Aku termasuk orang yang bawel dan hobi berceloteh, bahkan untuk yang tak penting pun. Jadi, bias disimpulkan aku punya segudang—segunung pertanyaan yang kadang menyebalkan jika tak kutemu jawab. Lebih menyebalkan lagi, jika aku acap mempertanyakan perihal yang tak terpikirkan manusia awamnya, atau saja perihal di luar logika dan tabu.

Aku pernah dinasehati, lebih dari seorang, begini—jangan terlalu banyak menanyakan yang kau tak tahu, jalani saja yang sudah ada dengan inginmu dan dengan kebaikan, jangan suka vokal sendiri, kita ini cuma titipan dan mahkluk kecil.

Aku pernah menanggapi hal itu dengan berkata, apa salah aku bertanya dan banyak tanya? Pertanyaanku semua muncul begitu saja ketika aku bingung mengapa hal-hal itu demikian adanya, bingung tanda berpikir, bukankah berpikir tanda kita hidup. Ada sebagai manusia. Manusia yang diberi akal. Maaflah jika aku berlebihan. Maklum, aku ini cerewet. Mungkin, bagi orang lain, aku insan yang tak bersyukur dan terlalu banyak menuntut. Bisa jadi.

Isi Data =
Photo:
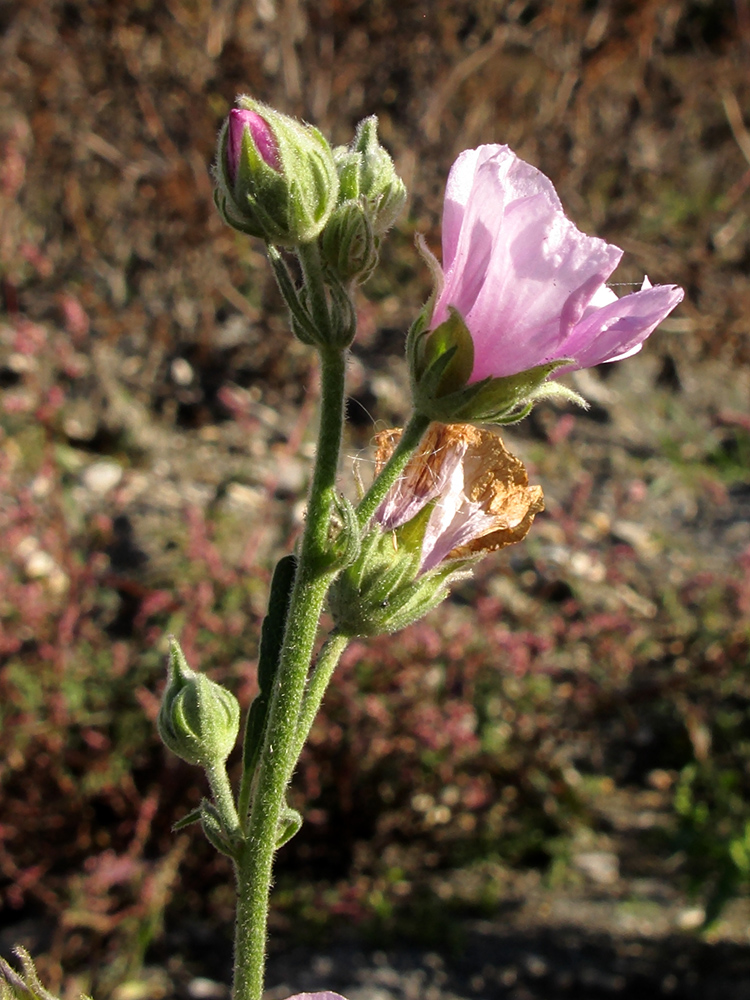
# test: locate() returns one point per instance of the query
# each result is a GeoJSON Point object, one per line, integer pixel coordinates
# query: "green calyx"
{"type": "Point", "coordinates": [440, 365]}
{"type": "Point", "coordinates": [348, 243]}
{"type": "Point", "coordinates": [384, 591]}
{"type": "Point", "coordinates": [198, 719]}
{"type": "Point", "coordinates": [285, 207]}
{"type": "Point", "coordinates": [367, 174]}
--
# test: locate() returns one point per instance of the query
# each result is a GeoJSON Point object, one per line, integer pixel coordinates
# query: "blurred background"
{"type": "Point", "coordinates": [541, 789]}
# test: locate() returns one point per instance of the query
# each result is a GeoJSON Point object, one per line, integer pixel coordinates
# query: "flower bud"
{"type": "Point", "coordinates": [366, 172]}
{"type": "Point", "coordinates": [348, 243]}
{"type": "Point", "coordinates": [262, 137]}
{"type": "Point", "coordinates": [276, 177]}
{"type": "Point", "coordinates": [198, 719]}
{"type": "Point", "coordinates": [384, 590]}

Tugas Anda =
Lanjutkan kutipan tentang kegemaran banyak bertanya di atas, dimulai tepat sesudah kalimat terakhirnya.

Hasil Latihan =
Pertanyaan terbesarku, kukutip dari dialog dalam tokoh Umi pada film Perempuan Berkalung Sorban. Begini bunyinya, “… diam bukan berarti tidak membela. Ada hal yang tidak bisa kita lakukan seperti yang kita inginkan. Kita adalah peremuan yang hidup dalam kondisi tidak seimbang…” kira-kira demikian, mungkin tidak tepat.

Tanpa atau dengan menilik peran serta kisah yang disajikan dalam film, personal—kuberpikir, dengan perjalanan hidup seorang perempuan yang di akhir cerita memang tak happy dan dari sempurna bahkan sedikit indah, namun ia mampu membuktikan dan mengangkat sedikit wajah perempuan (kaumku) di mata dunia umumnya—di mata keluarga dan sekitarnya khususnya.

Pergolakan bahkan pertentangan ketidakseimbangan itu muncul dengan perjuangan fisik dan mental. Dalam sebuah karya perfilman. Dalam kata-kata yang diterbitkan. Di atas meja-meja koalisi. Di ruang-ruang dapur. Di sela-sela pertemuan di pasar. Di kantin-katin. Di jalan-jalan. Bahkan dari ruang ke ruang. Dari pintu ke pintu. Dari pesan ke pesan. Dari bisikan ke bisikan. Teriakan ke teriakan. Mulut ke mulut. Mata ke mata. Hati ke hati. Bahkan ketika satu atau ribuan dari kaum ini bisu. Napaslah yang mungkin tega menghentikan. Dan dari embusan terakhir, semua itu bangkit dan akan tetap harus hadir dari sebuah kelahiran sang perempuan kecil.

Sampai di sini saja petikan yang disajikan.